**Requests:**
1 - Could you copy out, word for word, the part of the Lee Connection text that opens with the words containing "In 1940 there" and closes with "happy to satisfy."?
2 - Would you carry on the text about the Lee Connection and wartime Chinese in Australia from its last sentence?

When I came across this story in the archives it reminded me of the ancient Buddhist parable of the blind men and the elephant. In this parable, each man describes the part of the elephant that they are touching, but they can’t imagine the whole animal those parts make up. The Lee Connection was like the elephant: wartime investigators could grasp at individual members, but they struggled to visualise the whole network.

The tail: William Lee in Cairns
On 2 January 1944 authorities in Cairns noticed some boxes of belacan or shrimp paste being smuggled ashore by Chinese seamen. Belacan was in demand by the hundreds of Chinese labourers employed by the US military around Cairns, but when investigators of the Commonwealth Security Service (CSS) – the ASIO of the day – discovered the origin and the buyer of the consignment they became seriously alarmed, an alarm reflecting their acute sensitivity to the increased numbers of Chinese in wartime Australia. Overall, China and the Chinese people were the biggest victims of Japanese militarism, but nevertheless Australian authorities worried that some Chinese might be working for the Japanese as spies.
In 1940 there were about 6000 people living in Australia who had been born in China. But the outbreak of the Pacific War had brought an influx of more ethnic Chinese not only from China but from other parts of Asia, like Malaya and Singapore, which had been overrun by the Japanese. Chinese were frequently employed on merchant vessels as seamen, and these found temporary refuge in Australia because their vessels could no longer return to their home ports. By early 1944 there were as many as 7000 of these displaced Chinese living in Australia – many of them employed by the US military. This influx created demands not just for foodstuffs like belacan, but also for opium and venues for Chinese gambling games – demands that criminals were happy to satisfy.

**Supplied data:**
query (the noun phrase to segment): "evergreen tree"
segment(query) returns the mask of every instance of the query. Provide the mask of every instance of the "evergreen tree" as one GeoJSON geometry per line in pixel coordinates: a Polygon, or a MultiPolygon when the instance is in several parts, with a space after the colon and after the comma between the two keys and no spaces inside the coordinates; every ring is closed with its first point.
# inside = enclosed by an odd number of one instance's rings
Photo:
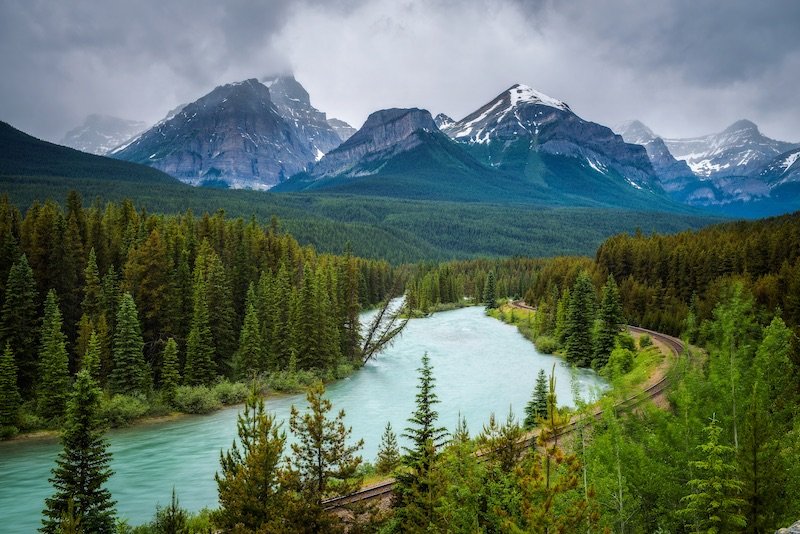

**The results:**
1 -
In 1940 there were about 6000 people living in Australia who had been born in China. But the outbreak of the Pacific War had brought an influx of more ethnic Chinese not only from China but from other parts of Asia, like Malaya and Singapore, which had been overrun by the Japanese. Chinese were frequently employed on merchant vessels as seamen, and these found temporary refuge in Australia because their vessels could no longer return to their home ports. By early 1944 there were as many as 7000 of these displaced Chinese living in Australia – many of them employed by the US military. This influx created demands not just for foodstuffs like belacan, but also for opium and venues for Chinese gambling games – demands that criminals were happy to satisfy.

2 -
The origin of the belacan smuggled into Cairns was the port of Merauke (Meroc) in the south eastern corner of what was then the Netherlands New Guinea and is now the Indonesian province of Papua. Garrisoned by a small mixed Australian/US/Dutch force, it was militarily significant because it enabled the Allies to contest Japanese control of the Arafura Sea.
The buyer in Cairns was a William Lee, who had arrived in North Queensland from Guangdong as a sixteen year old in 1899. But his long residence doesn’t seem to have endeared Lee to his adopted country, for he was reported to have ‘a poor regard for Australians’. Lee was known to be selling opium to Chinese buyers in and around Cairns, and it was notorious that the Japanese Army in China sold drugs both as a way of raising revenue and of demoralising a hostile population. So now a CSS analyst in Brisbane put two and two together. If William Lee was selling opium, and if he was importing belacan from Merauke, then it was possible that he was getting his opium from Merauke too. And because Merauke was close to the front line, the ultimate source of the opium was likely to be in Japanese-occupied Asia. This implied Lee had a connection of sorts with the Japanese military and if he was smuggling opium in, then he could well be smuggling military information out.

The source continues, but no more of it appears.